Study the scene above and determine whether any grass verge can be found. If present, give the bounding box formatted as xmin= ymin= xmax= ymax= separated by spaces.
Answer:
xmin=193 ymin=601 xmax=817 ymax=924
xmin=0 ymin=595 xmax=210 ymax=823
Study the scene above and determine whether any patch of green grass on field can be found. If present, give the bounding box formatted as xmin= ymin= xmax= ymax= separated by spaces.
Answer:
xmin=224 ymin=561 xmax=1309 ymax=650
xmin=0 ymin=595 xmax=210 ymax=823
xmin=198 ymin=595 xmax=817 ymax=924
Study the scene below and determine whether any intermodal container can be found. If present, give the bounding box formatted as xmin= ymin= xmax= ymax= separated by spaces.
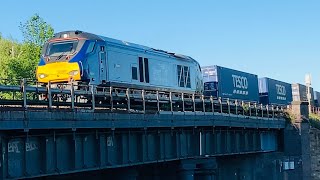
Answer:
xmin=201 ymin=66 xmax=259 ymax=102
xmin=292 ymin=83 xmax=314 ymax=105
xmin=313 ymin=91 xmax=320 ymax=107
xmin=259 ymin=77 xmax=292 ymax=105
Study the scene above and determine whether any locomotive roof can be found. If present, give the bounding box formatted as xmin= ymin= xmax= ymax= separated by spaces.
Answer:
xmin=53 ymin=30 xmax=199 ymax=64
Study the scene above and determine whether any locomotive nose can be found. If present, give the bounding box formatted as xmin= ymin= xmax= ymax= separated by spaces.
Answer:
xmin=37 ymin=62 xmax=81 ymax=83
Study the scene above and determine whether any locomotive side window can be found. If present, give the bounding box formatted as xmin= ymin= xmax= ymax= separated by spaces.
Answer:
xmin=177 ymin=65 xmax=191 ymax=88
xmin=144 ymin=58 xmax=149 ymax=83
xmin=139 ymin=57 xmax=150 ymax=83
xmin=86 ymin=42 xmax=96 ymax=54
xmin=139 ymin=57 xmax=144 ymax=82
xmin=131 ymin=67 xmax=138 ymax=80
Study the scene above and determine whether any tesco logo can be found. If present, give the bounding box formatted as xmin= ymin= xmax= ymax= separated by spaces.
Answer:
xmin=276 ymin=84 xmax=287 ymax=96
xmin=232 ymin=75 xmax=248 ymax=89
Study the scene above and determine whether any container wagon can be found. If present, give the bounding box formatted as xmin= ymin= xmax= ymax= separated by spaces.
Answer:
xmin=201 ymin=65 xmax=259 ymax=102
xmin=313 ymin=91 xmax=320 ymax=107
xmin=259 ymin=77 xmax=292 ymax=105
xmin=292 ymin=83 xmax=314 ymax=106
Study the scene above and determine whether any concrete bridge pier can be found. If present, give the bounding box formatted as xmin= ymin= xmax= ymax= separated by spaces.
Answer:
xmin=195 ymin=158 xmax=218 ymax=180
xmin=115 ymin=168 xmax=139 ymax=180
xmin=178 ymin=160 xmax=196 ymax=180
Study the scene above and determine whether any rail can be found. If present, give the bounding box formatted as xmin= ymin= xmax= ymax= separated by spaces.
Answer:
xmin=0 ymin=79 xmax=286 ymax=119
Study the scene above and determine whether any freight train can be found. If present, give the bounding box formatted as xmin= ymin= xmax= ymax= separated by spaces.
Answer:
xmin=36 ymin=31 xmax=203 ymax=93
xmin=36 ymin=31 xmax=320 ymax=105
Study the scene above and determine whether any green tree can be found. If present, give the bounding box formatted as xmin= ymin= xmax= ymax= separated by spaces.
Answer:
xmin=17 ymin=14 xmax=54 ymax=79
xmin=20 ymin=14 xmax=54 ymax=46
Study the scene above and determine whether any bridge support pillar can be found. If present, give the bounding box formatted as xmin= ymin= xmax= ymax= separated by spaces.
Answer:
xmin=116 ymin=169 xmax=139 ymax=180
xmin=178 ymin=160 xmax=196 ymax=180
xmin=196 ymin=158 xmax=218 ymax=180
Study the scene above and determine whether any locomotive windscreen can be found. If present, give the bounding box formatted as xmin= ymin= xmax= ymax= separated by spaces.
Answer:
xmin=46 ymin=41 xmax=78 ymax=56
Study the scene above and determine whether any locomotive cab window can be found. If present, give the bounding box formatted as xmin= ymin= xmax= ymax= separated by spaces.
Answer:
xmin=46 ymin=41 xmax=78 ymax=56
xmin=177 ymin=65 xmax=191 ymax=88
xmin=131 ymin=66 xmax=138 ymax=80
xmin=139 ymin=57 xmax=150 ymax=83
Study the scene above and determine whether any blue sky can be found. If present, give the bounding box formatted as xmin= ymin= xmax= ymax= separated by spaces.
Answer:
xmin=0 ymin=0 xmax=320 ymax=91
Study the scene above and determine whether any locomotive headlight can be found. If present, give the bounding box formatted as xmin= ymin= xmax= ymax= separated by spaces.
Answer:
xmin=68 ymin=70 xmax=79 ymax=76
xmin=39 ymin=74 xmax=47 ymax=79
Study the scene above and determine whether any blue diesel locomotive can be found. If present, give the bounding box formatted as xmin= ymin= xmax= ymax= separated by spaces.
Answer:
xmin=36 ymin=31 xmax=203 ymax=94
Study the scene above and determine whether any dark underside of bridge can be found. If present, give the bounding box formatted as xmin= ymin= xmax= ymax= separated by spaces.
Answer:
xmin=0 ymin=111 xmax=285 ymax=179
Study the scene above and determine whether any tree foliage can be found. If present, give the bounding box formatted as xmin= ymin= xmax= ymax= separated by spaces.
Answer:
xmin=20 ymin=14 xmax=54 ymax=46
xmin=0 ymin=14 xmax=54 ymax=79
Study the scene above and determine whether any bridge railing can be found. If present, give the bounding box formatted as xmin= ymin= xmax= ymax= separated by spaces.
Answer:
xmin=0 ymin=79 xmax=286 ymax=119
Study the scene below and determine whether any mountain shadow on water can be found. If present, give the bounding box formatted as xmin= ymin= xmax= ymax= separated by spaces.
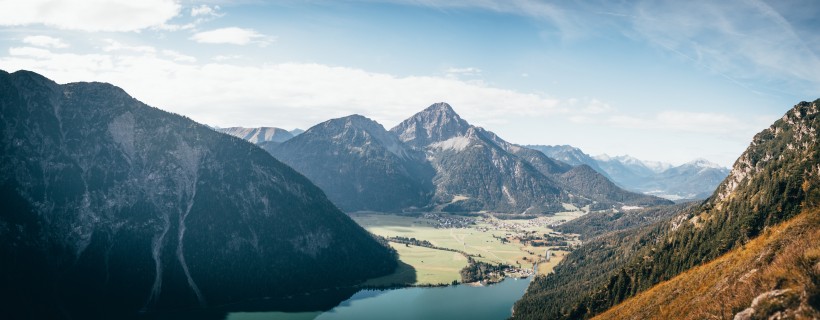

**Exercise:**
Rewrite all the records above, changing "Study the scene" to "Examine the image" every time it appears and keeping everything else the same. Leave the pictures out.

**Solution to the exercise:**
Examine the image above and determine whether any grass verge can be found. If present, give the bounding box formatted as xmin= ymin= xmax= ymax= separated by spaces.
Answer:
xmin=193 ymin=601 xmax=817 ymax=924
xmin=0 ymin=595 xmax=210 ymax=823
Examine the image above and determine whether any patch of green grass on field can be found. If present, give the bounding box formatted as xmin= ymin= xmax= ymax= separated by spaces.
Answer:
xmin=224 ymin=561 xmax=1309 ymax=650
xmin=0 ymin=595 xmax=210 ymax=823
xmin=198 ymin=595 xmax=817 ymax=924
Examine the image below and determine whether any intermodal container can be found. If present, give the bounding box formatted as xmin= ymin= xmax= ymax= separated by spaces.
Answer:
xmin=201 ymin=66 xmax=259 ymax=102
xmin=292 ymin=83 xmax=314 ymax=105
xmin=313 ymin=91 xmax=320 ymax=107
xmin=259 ymin=77 xmax=292 ymax=105
Examine the image above and determine whether any locomotive roof can be found. If present, give the bounding box formatted as xmin= ymin= xmax= ymax= separated by spaces.
Answer:
xmin=53 ymin=30 xmax=199 ymax=64
Examine the image above and determine whether any locomotive nose can be found. If present, give the bounding box formatted as xmin= ymin= xmax= ymax= separated by spaces.
Answer:
xmin=37 ymin=62 xmax=81 ymax=83
Examine the image above and determine whether any locomotive side window can be found. If present, give the bounding box formatted as xmin= ymin= xmax= ymax= separated by spaces.
Answer:
xmin=177 ymin=65 xmax=191 ymax=88
xmin=144 ymin=58 xmax=149 ymax=83
xmin=139 ymin=57 xmax=150 ymax=83
xmin=86 ymin=42 xmax=96 ymax=54
xmin=139 ymin=57 xmax=144 ymax=82
xmin=131 ymin=67 xmax=138 ymax=80
Examine the image above and determine whether any tesco logo can be found. If present, give the bounding box formatted as xmin= ymin= xmax= ymax= separated by spaces.
Answer:
xmin=276 ymin=84 xmax=287 ymax=96
xmin=232 ymin=75 xmax=248 ymax=89
Examine the image above and determine whether any container wagon can be found. If present, give the bounding box formatted as xmin= ymin= xmax= ymax= separated by spaces.
Answer:
xmin=201 ymin=65 xmax=259 ymax=102
xmin=313 ymin=91 xmax=320 ymax=107
xmin=259 ymin=77 xmax=292 ymax=105
xmin=292 ymin=83 xmax=314 ymax=106
Examine the image above and determine whether any concrete bridge pier can be found. If present, give the bounding box formatted as xmin= ymin= xmax= ymax= separated by spaces.
Answer:
xmin=195 ymin=158 xmax=218 ymax=180
xmin=115 ymin=168 xmax=139 ymax=180
xmin=178 ymin=160 xmax=196 ymax=180
Examine the image above and determine whether any rail can be found. If present, give the bounding box formatted as xmin= ymin= xmax= ymax= separated by spaces.
Answer:
xmin=0 ymin=79 xmax=286 ymax=119
Examine the image above and determine whether any freight train can be found. If present, give the bounding box formatted as xmin= ymin= xmax= ymax= separated by spaces.
Answer:
xmin=36 ymin=31 xmax=203 ymax=93
xmin=36 ymin=31 xmax=320 ymax=105
Examine the image above and determine whether any green tree can be found. If present, give the bounding box formatted as xmin= ymin= xmax= ymax= separated by spaces.
Answer:
xmin=17 ymin=14 xmax=54 ymax=79
xmin=20 ymin=14 xmax=54 ymax=46
Examine the image above and determine whether any bridge support pillar can be found. If present, give the bounding box formatted as xmin= ymin= xmax= ymax= separated by spaces.
Answer:
xmin=116 ymin=169 xmax=139 ymax=180
xmin=178 ymin=160 xmax=196 ymax=180
xmin=196 ymin=158 xmax=218 ymax=180
Examine the image above and determine whether any locomotive windscreen can be found. If present, give the bounding box formatted as xmin= ymin= xmax= ymax= separated by spaces.
Answer:
xmin=46 ymin=41 xmax=78 ymax=56
Examine the image above and determine whether any locomotive cab window can be found. If present, give the bounding box formatted as xmin= ymin= xmax= ymax= separated by spaces.
Answer:
xmin=46 ymin=41 xmax=78 ymax=56
xmin=177 ymin=65 xmax=191 ymax=88
xmin=131 ymin=66 xmax=138 ymax=80
xmin=139 ymin=57 xmax=150 ymax=83
Examine the image above and determine whether any blue sky can be found. If present, give the bounding box formatted as xmin= ymin= xmax= ymax= separated by spaces.
Answer:
xmin=0 ymin=0 xmax=320 ymax=91
Examine the image above and determine whether any locomotive headlight can be found. If present, give the bounding box formatted as xmin= ymin= xmax= ymax= separated by spaces.
Answer:
xmin=68 ymin=70 xmax=79 ymax=76
xmin=39 ymin=74 xmax=47 ymax=79
Examine the image above and determine whether any blue diesel locomotive can be found. If present, give the bounding box formatted as xmin= ymin= xmax= ymax= separated by spaces.
Answer:
xmin=36 ymin=31 xmax=203 ymax=94
Examine the image above and determine whether any dark underside of bridge can be found. If present, give the bounding box formatted as xmin= ymin= xmax= ymax= separated by spaces.
Answer:
xmin=0 ymin=111 xmax=285 ymax=179
Examine the image above and determine whether any tree foliage can be found. If present, give the bounding box formatted as xmin= ymin= xmax= ymax= separated by spaces.
Answer:
xmin=20 ymin=14 xmax=54 ymax=46
xmin=0 ymin=14 xmax=54 ymax=79
Examine the image above and determine whether any bridge railing can be found. If present, give the bounding box formatted as xmin= ymin= xmax= ymax= separated by spaces.
Answer:
xmin=0 ymin=79 xmax=286 ymax=119
Examine the image below and determine whether any mountain shadow on water can be found. If present, give the bounding box formatted as xmin= ymin= xmax= ymax= separated by spaces.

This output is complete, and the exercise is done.